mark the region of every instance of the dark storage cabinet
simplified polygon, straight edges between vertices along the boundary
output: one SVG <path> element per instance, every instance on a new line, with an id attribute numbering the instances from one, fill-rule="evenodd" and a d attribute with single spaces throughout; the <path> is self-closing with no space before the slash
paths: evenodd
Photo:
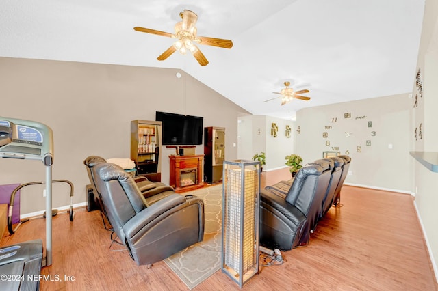
<path id="1" fill-rule="evenodd" d="M 204 174 L 205 182 L 216 183 L 222 180 L 225 161 L 225 128 L 204 128 Z"/>

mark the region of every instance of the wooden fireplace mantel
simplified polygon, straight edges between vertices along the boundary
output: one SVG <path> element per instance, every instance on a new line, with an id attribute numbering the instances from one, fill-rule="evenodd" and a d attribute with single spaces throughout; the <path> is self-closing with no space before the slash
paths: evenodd
<path id="1" fill-rule="evenodd" d="M 194 156 L 169 156 L 170 178 L 169 184 L 175 189 L 176 193 L 185 192 L 202 188 L 204 186 L 203 182 L 203 154 Z M 196 181 L 192 185 L 181 185 L 181 172 L 184 170 L 196 169 Z"/>

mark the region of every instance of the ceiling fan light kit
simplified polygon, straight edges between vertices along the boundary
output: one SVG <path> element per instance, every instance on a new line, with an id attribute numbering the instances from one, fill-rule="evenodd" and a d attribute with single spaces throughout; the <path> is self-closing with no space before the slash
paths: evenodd
<path id="1" fill-rule="evenodd" d="M 159 61 L 165 60 L 176 51 L 178 51 L 181 55 L 185 55 L 187 51 L 189 51 L 192 53 L 201 66 L 205 66 L 208 64 L 208 60 L 198 46 L 194 44 L 195 42 L 200 44 L 225 48 L 231 48 L 233 47 L 233 42 L 230 40 L 197 36 L 196 24 L 198 20 L 198 16 L 192 11 L 185 10 L 179 14 L 179 16 L 182 18 L 182 21 L 180 21 L 175 25 L 175 34 L 151 29 L 149 28 L 140 27 L 134 27 L 134 30 L 137 31 L 167 36 L 178 40 L 173 43 L 172 46 L 158 56 L 157 59 Z"/>
<path id="2" fill-rule="evenodd" d="M 310 97 L 306 97 L 306 96 L 298 95 L 303 93 L 309 93 L 310 91 L 307 89 L 304 89 L 304 90 L 300 90 L 300 91 L 296 92 L 296 91 L 294 91 L 294 89 L 289 87 L 290 85 L 290 82 L 286 81 L 284 83 L 284 84 L 285 87 L 280 90 L 279 92 L 272 92 L 276 94 L 281 95 L 281 97 L 276 97 L 271 99 L 268 99 L 267 100 L 263 101 L 263 102 L 275 100 L 277 98 L 279 98 L 280 100 L 281 100 L 281 105 L 284 105 L 286 103 L 289 103 L 294 99 L 300 99 L 300 100 L 303 100 L 305 101 L 308 101 L 310 100 Z"/>

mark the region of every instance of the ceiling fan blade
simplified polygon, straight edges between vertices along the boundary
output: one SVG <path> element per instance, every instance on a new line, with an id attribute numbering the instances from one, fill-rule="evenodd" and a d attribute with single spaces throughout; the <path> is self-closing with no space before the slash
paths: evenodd
<path id="1" fill-rule="evenodd" d="M 198 36 L 199 44 L 206 46 L 218 46 L 220 48 L 231 48 L 233 42 L 230 40 L 223 40 L 222 38 L 208 38 L 207 36 Z"/>
<path id="2" fill-rule="evenodd" d="M 278 99 L 279 98 L 279 97 L 275 97 L 275 98 L 270 98 L 270 99 L 268 99 L 268 100 L 266 100 L 263 101 L 263 102 L 264 103 L 265 102 L 272 101 L 272 100 L 273 100 Z"/>
<path id="3" fill-rule="evenodd" d="M 310 97 L 302 96 L 300 95 L 296 95 L 295 97 L 296 99 L 305 100 L 306 101 L 310 100 Z"/>
<path id="4" fill-rule="evenodd" d="M 169 57 L 170 56 L 170 55 L 172 55 L 176 51 L 177 51 L 177 48 L 175 48 L 175 46 L 172 46 L 170 48 L 168 48 L 168 49 L 166 49 L 164 51 L 164 53 L 163 53 L 161 55 L 159 55 L 159 56 L 158 56 L 157 59 L 158 59 L 159 61 L 164 61 L 166 59 L 167 59 L 168 57 Z"/>
<path id="5" fill-rule="evenodd" d="M 136 31 L 146 32 L 146 33 L 156 34 L 157 36 L 168 36 L 169 38 L 173 36 L 173 34 L 168 32 L 160 31 L 159 30 L 151 29 L 149 28 L 136 27 L 134 27 L 134 30 Z"/>
<path id="6" fill-rule="evenodd" d="M 204 54 L 201 51 L 201 50 L 198 48 L 198 46 L 194 46 L 195 48 L 196 48 L 195 51 L 192 53 L 194 58 L 196 59 L 196 61 L 198 61 L 198 62 L 201 66 L 207 65 L 208 61 L 207 60 L 207 58 L 205 57 Z"/>
<path id="7" fill-rule="evenodd" d="M 295 94 L 302 94 L 303 93 L 309 93 L 310 91 L 307 90 L 307 89 L 304 89 L 304 90 L 300 90 L 300 91 L 296 91 Z"/>

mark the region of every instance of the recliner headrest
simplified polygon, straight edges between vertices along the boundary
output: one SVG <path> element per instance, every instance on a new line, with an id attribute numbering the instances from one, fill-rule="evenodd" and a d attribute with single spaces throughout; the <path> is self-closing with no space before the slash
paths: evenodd
<path id="1" fill-rule="evenodd" d="M 96 171 L 102 180 L 110 182 L 116 180 L 122 186 L 136 213 L 147 206 L 147 202 L 136 185 L 132 176 L 121 167 L 110 163 L 101 163 L 96 166 Z"/>
<path id="2" fill-rule="evenodd" d="M 331 158 L 329 158 L 332 160 L 333 162 L 335 162 L 335 167 L 342 167 L 342 165 L 344 165 L 344 160 L 342 158 L 339 158 L 337 156 L 332 156 Z"/>
<path id="3" fill-rule="evenodd" d="M 89 168 L 92 168 L 101 163 L 106 163 L 106 161 L 99 156 L 90 156 L 83 161 L 83 164 Z"/>
<path id="4" fill-rule="evenodd" d="M 323 171 L 322 167 L 317 164 L 307 164 L 302 167 L 296 174 L 292 185 L 285 197 L 285 200 L 292 205 L 295 205 L 301 191 L 306 184 L 306 181 L 307 181 L 307 184 L 311 182 L 311 181 L 315 182 L 315 181 L 318 180 L 318 176 L 321 175 Z M 309 186 L 310 186 L 310 185 L 309 185 Z M 305 191 L 311 191 L 311 189 L 308 189 L 305 190 Z M 303 194 L 303 197 L 308 195 L 311 195 L 311 193 L 306 193 Z"/>
<path id="5" fill-rule="evenodd" d="M 333 170 L 335 167 L 335 162 L 328 158 L 316 160 L 313 163 L 310 163 L 309 165 L 318 165 L 322 168 L 323 171 L 328 169 Z"/>
<path id="6" fill-rule="evenodd" d="M 341 154 L 340 156 L 337 156 L 338 158 L 344 158 L 344 163 L 345 164 L 348 164 L 348 163 L 351 162 L 351 158 L 350 157 L 350 156 L 347 156 L 345 154 Z"/>

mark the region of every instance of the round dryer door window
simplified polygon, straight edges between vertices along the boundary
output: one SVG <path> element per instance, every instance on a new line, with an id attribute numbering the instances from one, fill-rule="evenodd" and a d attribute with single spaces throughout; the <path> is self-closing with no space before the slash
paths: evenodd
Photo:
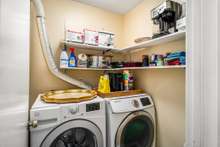
<path id="1" fill-rule="evenodd" d="M 147 112 L 134 112 L 120 125 L 116 135 L 116 147 L 152 147 L 154 122 Z"/>
<path id="2" fill-rule="evenodd" d="M 41 147 L 103 147 L 103 136 L 93 123 L 74 120 L 54 129 Z"/>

■ ■ ■ ■ ■ ■ ■

_What the task asks:_ Reproduce everything from the start of the entries down to and including the line containing "194 156 L 169", character for character, omitting the pictures.

_Solved problem:_
mark the region of every instance of the dark storage cabinet
simplified polygon, straight edges between vertices along the boundary
output: one SVG <path> element per instance, every instance on a new line, with an id attribute numbering the instances from one, fill-rule="evenodd" and a d attribute with single spaces throughout; the <path> is self-closing with no space before the slash
paths: evenodd
Photo:
<path id="1" fill-rule="evenodd" d="M 204 174 L 205 182 L 216 183 L 222 180 L 225 161 L 225 128 L 204 128 Z"/>

mark the region of every instance of the wooden fireplace mantel
simplified polygon, straight edges between vertices along the boundary
output: one SVG <path> element per instance, every instance on a new line, with an id attribute numbering the instances from one, fill-rule="evenodd" and a d attribute with single spaces throughout; the <path> is self-closing with no space before the slash
paths: evenodd
<path id="1" fill-rule="evenodd" d="M 194 156 L 169 156 L 170 178 L 169 184 L 175 189 L 176 193 L 185 192 L 202 188 L 204 186 L 203 182 L 203 154 Z M 196 181 L 192 185 L 181 185 L 181 172 L 184 170 L 196 169 Z"/>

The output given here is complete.